Where a line holds the word "carousel", copy it from the records.

***** Data shown

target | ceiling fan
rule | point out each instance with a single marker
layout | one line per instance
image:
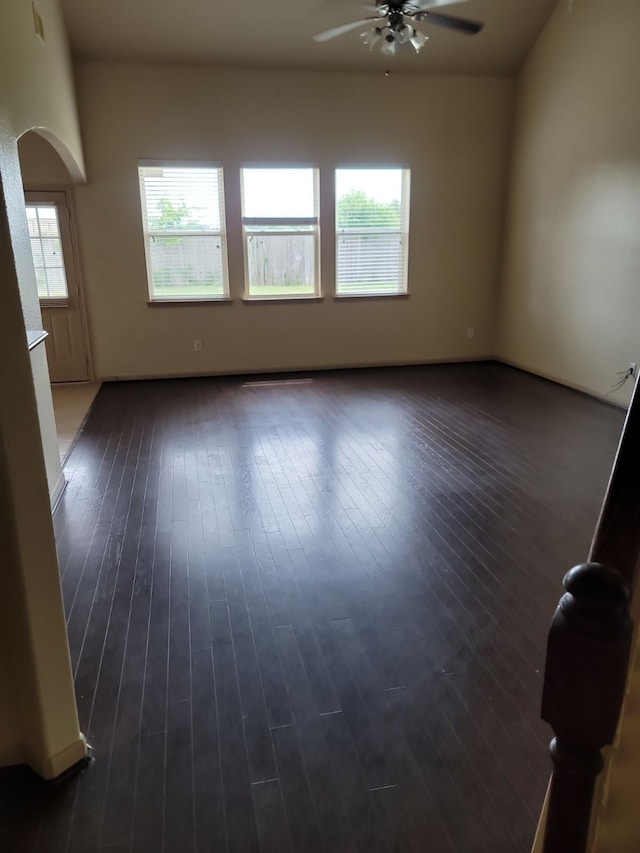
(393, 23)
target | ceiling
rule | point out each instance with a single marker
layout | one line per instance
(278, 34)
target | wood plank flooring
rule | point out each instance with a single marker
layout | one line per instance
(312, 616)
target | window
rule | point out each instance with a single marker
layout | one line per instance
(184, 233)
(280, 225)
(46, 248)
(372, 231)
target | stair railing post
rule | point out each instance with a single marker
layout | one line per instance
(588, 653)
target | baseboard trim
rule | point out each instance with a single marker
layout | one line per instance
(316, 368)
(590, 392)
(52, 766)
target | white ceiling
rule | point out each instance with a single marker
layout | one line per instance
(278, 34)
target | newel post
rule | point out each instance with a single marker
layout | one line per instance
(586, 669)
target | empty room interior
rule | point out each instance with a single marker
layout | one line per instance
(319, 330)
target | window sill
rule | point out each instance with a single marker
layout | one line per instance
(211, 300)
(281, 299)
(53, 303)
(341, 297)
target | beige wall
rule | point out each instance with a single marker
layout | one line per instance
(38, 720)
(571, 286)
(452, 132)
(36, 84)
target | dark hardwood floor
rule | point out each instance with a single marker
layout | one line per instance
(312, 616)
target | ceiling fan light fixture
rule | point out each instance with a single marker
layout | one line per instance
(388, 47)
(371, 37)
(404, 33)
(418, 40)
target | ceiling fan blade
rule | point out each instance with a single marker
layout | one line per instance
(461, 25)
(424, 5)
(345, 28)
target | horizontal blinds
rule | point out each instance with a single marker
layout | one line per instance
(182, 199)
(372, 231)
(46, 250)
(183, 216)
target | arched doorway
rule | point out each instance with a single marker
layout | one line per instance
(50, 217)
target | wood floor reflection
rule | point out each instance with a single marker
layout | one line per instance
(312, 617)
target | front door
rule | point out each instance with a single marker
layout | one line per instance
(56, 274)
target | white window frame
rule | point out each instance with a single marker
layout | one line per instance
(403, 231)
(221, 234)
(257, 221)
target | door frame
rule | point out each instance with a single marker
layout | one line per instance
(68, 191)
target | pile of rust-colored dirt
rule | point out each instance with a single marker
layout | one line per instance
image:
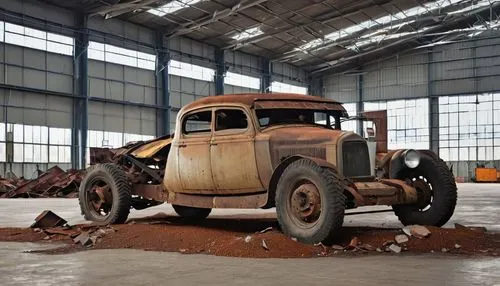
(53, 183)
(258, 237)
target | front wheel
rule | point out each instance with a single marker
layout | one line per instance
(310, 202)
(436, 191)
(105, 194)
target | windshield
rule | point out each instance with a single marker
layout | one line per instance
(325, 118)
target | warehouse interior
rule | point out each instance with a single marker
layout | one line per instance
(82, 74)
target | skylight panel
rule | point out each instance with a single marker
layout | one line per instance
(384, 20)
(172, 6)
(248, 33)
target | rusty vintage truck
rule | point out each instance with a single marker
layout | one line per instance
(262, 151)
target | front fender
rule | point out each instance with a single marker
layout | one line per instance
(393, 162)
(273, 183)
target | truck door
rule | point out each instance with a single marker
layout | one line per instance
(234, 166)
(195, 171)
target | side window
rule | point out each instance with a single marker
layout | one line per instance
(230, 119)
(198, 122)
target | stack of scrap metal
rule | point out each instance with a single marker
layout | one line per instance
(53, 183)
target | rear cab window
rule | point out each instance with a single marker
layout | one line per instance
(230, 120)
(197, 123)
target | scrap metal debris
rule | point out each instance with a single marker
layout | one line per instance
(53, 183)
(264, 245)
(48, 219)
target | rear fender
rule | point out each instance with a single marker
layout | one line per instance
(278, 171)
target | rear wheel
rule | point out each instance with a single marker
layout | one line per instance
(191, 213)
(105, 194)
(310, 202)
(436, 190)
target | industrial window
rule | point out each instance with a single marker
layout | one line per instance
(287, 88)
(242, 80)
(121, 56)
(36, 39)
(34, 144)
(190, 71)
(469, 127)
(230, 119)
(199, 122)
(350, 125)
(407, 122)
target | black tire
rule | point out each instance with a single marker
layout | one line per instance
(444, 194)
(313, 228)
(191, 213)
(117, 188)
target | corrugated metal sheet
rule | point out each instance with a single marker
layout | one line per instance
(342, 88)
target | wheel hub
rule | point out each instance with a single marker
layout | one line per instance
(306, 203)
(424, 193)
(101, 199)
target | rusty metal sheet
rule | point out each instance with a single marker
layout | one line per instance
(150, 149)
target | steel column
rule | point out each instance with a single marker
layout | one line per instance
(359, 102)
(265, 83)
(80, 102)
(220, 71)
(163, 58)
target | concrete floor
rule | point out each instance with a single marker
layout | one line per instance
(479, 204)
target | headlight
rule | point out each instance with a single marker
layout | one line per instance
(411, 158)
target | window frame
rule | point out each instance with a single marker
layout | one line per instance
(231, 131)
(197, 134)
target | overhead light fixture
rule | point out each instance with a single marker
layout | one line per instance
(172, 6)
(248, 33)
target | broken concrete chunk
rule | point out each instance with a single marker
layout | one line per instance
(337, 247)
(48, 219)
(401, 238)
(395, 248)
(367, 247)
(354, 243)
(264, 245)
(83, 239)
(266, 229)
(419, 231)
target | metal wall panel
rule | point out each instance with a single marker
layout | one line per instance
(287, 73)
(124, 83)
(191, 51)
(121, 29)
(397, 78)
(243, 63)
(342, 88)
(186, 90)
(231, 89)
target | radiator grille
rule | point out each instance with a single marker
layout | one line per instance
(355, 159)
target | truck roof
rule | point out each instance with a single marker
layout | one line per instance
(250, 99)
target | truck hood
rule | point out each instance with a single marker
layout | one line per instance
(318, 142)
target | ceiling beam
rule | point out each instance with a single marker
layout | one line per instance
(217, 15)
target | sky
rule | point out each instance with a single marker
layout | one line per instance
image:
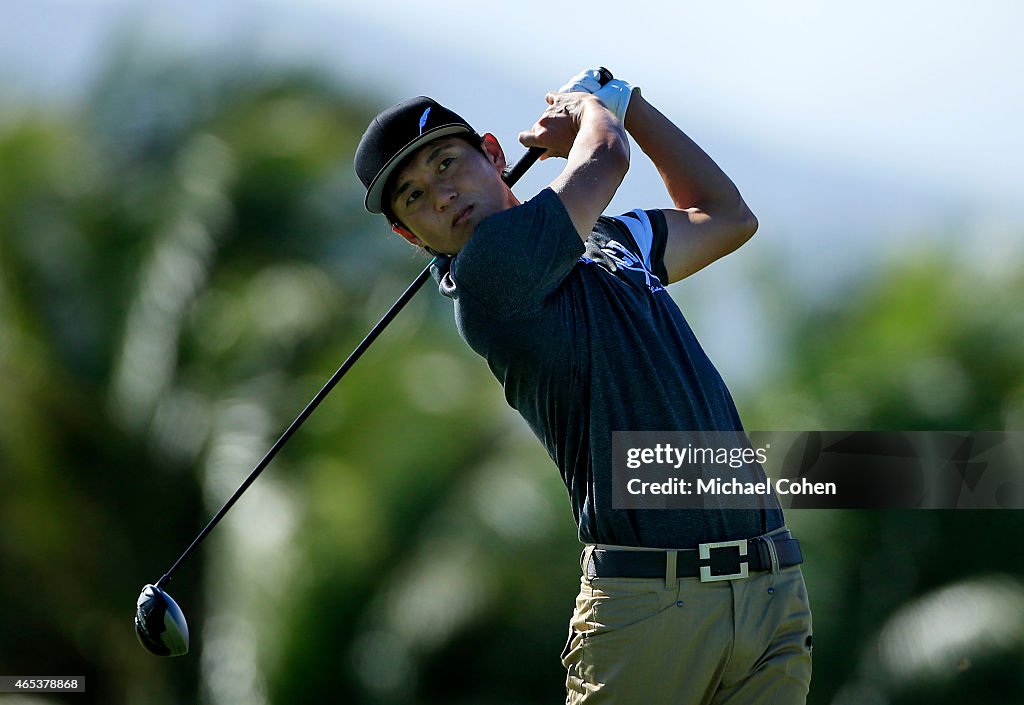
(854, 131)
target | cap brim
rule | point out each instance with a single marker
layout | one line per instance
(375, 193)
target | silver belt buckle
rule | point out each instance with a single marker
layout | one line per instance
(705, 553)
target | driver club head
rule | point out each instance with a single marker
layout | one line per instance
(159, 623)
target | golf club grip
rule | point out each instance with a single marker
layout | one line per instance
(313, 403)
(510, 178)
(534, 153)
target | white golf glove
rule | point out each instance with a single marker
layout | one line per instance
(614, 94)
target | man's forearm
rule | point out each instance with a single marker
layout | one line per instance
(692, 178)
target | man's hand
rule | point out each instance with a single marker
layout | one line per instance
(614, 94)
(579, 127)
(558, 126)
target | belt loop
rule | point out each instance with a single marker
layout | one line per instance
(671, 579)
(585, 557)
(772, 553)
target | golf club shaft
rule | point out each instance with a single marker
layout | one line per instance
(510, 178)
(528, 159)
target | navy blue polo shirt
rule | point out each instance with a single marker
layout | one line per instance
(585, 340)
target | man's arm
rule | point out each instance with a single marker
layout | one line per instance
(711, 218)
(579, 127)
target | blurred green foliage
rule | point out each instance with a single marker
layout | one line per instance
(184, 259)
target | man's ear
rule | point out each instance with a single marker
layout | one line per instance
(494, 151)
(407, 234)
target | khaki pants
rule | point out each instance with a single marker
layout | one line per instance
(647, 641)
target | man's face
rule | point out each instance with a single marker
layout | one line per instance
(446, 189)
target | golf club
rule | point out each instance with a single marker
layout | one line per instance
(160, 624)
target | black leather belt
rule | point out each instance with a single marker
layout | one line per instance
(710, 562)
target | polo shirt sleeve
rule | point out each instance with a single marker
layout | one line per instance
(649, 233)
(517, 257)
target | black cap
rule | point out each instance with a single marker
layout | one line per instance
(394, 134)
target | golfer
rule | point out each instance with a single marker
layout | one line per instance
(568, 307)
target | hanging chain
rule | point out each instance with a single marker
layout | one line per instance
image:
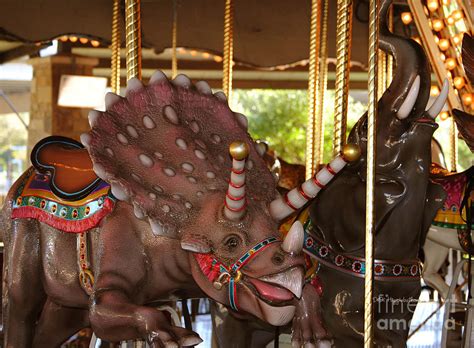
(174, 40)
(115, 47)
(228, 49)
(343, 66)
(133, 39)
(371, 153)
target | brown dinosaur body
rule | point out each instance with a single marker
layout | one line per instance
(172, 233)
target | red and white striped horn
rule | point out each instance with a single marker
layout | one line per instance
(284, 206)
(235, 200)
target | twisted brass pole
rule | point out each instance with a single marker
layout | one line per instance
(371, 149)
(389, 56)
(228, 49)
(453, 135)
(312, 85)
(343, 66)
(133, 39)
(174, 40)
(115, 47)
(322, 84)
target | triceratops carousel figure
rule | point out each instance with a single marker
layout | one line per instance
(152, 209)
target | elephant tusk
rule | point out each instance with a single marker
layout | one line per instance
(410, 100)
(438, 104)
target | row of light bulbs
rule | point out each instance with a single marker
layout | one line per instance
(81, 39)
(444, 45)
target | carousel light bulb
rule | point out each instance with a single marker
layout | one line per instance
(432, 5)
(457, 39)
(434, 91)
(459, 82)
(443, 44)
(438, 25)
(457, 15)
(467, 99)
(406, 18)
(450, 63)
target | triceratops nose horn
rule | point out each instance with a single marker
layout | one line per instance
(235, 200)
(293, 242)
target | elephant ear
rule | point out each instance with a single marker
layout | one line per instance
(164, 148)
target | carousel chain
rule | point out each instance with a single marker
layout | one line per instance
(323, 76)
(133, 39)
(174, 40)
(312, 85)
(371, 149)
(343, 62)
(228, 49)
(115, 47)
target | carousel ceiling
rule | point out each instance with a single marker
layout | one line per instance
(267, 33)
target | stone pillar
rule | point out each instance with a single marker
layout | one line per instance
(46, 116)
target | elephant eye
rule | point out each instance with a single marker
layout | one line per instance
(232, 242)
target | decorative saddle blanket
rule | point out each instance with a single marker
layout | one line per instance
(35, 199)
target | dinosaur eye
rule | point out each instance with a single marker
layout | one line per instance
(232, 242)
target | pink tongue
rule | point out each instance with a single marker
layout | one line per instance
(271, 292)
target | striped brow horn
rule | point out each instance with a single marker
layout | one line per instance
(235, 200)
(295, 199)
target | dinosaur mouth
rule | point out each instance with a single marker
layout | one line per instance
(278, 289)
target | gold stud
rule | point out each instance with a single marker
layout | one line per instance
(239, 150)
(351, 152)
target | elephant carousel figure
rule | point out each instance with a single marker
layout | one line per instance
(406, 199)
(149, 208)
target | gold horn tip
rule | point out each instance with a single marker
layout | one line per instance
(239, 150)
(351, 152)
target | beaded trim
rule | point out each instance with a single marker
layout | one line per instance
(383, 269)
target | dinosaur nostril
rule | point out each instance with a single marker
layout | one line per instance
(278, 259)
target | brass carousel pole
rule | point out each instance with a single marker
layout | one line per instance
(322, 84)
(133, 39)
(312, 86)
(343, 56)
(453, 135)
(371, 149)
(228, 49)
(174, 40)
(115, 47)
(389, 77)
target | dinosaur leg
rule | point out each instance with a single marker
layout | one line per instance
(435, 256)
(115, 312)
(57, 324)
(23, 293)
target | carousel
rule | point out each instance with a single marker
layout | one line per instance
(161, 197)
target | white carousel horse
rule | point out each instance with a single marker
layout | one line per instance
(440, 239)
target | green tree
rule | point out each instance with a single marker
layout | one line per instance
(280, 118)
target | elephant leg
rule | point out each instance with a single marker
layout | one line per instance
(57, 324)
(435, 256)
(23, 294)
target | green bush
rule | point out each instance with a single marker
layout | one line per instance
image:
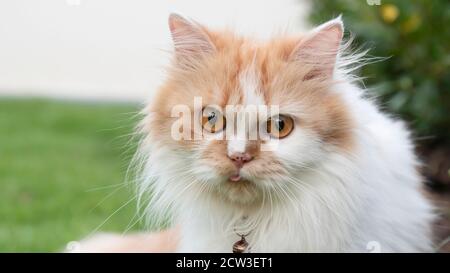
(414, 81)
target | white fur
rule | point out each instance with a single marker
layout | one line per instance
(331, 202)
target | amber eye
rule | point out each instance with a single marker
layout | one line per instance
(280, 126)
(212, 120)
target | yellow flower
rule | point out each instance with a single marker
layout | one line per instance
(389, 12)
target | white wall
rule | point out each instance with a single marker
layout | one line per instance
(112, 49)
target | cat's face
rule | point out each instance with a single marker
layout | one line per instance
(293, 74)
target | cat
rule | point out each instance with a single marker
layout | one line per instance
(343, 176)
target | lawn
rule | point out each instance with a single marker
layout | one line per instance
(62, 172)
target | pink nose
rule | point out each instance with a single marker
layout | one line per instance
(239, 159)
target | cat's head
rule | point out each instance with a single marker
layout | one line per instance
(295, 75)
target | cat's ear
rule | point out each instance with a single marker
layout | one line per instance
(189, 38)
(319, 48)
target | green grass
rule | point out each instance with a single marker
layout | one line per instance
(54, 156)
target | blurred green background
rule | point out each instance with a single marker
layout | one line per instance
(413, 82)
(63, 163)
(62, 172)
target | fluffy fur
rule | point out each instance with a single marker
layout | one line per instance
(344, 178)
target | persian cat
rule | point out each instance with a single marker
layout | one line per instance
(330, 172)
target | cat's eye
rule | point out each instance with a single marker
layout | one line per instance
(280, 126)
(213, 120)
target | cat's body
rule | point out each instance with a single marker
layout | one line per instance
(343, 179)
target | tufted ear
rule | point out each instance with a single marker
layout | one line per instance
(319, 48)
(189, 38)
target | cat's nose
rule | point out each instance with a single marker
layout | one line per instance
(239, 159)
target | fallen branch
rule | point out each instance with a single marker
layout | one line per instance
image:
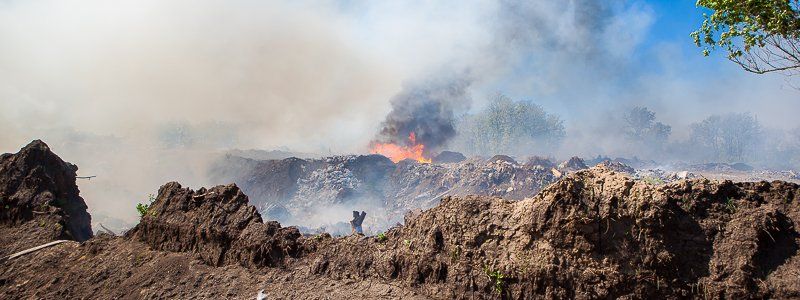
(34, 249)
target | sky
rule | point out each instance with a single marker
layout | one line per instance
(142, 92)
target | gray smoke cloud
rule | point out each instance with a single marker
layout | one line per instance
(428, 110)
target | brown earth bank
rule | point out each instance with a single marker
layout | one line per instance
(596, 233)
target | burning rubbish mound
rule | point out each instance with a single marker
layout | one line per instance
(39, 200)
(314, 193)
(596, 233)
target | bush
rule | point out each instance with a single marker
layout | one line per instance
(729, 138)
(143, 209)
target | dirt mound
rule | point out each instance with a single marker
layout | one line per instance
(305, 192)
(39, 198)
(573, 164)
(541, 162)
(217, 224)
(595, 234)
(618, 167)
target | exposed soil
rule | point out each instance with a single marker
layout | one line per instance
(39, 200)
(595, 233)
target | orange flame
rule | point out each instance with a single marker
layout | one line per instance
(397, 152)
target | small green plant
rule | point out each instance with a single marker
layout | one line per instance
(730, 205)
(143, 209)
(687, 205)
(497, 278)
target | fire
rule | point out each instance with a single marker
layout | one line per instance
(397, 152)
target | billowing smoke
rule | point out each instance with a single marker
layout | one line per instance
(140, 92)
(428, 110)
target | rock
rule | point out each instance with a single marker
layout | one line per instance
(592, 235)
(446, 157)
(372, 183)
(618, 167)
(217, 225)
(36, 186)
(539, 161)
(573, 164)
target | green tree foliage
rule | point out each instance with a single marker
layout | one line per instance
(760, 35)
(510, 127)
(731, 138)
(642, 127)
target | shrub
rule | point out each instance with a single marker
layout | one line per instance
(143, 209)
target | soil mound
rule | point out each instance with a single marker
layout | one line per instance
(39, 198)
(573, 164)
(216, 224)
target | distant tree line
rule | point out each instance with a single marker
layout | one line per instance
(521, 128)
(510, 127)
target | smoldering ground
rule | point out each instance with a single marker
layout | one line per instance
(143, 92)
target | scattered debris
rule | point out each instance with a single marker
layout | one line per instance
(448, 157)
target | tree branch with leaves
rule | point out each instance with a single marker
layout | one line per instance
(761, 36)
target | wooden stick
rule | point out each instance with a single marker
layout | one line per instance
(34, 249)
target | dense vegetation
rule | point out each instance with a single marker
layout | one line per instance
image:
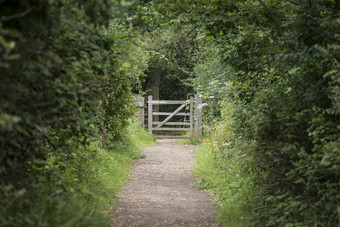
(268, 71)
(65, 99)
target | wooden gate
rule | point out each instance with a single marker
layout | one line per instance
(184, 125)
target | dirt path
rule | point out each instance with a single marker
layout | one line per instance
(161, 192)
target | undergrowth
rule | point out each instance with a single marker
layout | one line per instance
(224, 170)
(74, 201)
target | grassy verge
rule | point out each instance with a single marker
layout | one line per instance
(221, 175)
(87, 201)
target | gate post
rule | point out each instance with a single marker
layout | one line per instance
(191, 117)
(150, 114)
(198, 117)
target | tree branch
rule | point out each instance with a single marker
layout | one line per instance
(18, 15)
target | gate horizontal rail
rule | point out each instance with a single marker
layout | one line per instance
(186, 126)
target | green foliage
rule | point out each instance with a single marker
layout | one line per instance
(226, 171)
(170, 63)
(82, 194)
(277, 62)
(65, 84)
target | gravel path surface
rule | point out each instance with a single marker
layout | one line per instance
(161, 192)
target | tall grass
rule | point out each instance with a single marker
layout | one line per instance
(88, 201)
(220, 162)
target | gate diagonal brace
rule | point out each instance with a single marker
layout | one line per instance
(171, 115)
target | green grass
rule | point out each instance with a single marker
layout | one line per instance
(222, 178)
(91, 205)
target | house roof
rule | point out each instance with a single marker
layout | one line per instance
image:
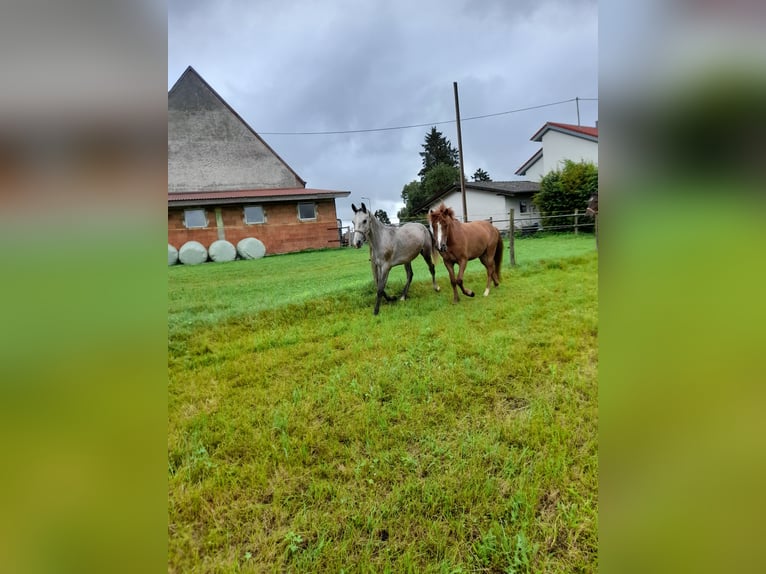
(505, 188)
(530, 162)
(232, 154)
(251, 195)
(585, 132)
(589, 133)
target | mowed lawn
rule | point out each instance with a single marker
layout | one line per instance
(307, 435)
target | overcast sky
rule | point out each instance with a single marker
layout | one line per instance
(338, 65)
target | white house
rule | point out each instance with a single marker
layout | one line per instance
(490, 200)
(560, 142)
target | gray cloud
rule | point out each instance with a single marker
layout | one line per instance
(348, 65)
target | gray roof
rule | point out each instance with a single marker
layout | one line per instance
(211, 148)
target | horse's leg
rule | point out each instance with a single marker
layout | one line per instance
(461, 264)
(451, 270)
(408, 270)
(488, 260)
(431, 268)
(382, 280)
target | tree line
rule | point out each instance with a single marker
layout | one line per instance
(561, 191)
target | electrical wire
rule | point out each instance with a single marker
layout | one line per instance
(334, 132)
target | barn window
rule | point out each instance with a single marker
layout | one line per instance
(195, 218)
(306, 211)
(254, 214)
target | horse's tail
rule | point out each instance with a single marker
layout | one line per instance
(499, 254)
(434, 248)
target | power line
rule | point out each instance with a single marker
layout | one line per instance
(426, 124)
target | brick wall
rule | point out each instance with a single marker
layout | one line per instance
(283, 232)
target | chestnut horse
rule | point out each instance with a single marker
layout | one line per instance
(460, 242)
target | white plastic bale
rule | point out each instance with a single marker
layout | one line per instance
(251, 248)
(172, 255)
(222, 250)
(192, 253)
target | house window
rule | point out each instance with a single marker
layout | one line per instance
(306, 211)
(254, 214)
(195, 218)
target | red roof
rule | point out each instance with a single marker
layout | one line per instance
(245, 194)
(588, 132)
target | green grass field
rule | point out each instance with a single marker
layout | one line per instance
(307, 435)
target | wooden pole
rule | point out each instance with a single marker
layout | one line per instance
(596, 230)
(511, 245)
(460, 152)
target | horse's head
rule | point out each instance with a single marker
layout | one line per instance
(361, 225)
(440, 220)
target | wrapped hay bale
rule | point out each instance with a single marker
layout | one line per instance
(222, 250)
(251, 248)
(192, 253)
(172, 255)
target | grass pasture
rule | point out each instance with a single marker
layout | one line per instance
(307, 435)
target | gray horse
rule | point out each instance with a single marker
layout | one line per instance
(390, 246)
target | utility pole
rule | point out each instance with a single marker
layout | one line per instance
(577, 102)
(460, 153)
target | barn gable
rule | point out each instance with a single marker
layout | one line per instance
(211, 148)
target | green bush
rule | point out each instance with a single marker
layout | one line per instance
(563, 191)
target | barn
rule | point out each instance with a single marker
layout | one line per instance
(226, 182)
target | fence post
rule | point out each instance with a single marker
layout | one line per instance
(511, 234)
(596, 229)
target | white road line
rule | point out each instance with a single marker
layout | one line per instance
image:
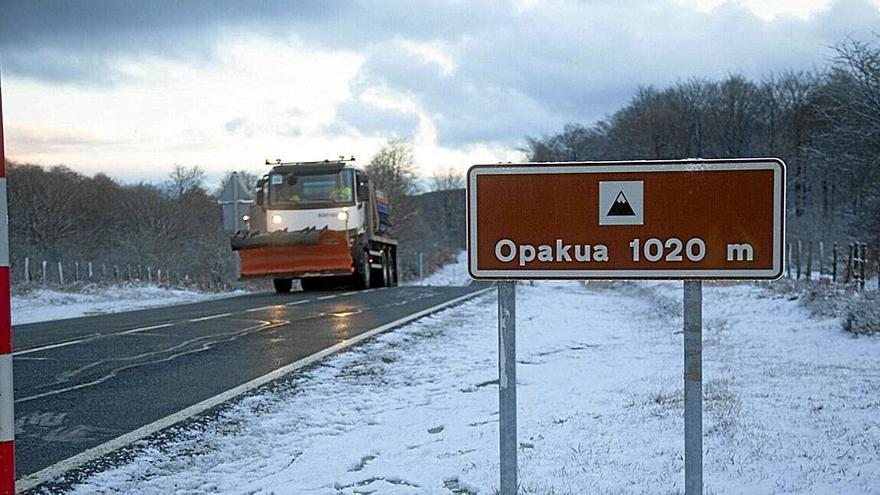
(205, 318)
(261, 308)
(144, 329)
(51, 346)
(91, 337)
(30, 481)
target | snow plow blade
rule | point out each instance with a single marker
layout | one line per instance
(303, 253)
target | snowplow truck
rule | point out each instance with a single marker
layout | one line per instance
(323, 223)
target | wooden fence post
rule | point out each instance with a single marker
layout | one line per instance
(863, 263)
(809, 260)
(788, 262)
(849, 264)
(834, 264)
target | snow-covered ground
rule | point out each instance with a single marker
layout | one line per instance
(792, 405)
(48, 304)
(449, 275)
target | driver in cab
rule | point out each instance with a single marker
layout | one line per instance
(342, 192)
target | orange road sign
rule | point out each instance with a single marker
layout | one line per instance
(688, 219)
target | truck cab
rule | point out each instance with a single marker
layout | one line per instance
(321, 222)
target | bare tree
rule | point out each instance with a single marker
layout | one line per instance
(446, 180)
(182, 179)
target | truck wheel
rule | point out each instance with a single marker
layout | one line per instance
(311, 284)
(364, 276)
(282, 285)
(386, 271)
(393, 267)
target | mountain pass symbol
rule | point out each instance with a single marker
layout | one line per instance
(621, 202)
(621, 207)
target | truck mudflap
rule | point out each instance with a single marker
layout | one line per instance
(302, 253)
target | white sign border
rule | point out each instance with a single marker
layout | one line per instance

**********

**Solution for this problem**
target | triceratops carousel figure
target | carousel light bulb
target | carousel chain
target | carousel ceiling
target | elephant carousel figure
target | brass carousel pole
target | carousel
target | white carousel horse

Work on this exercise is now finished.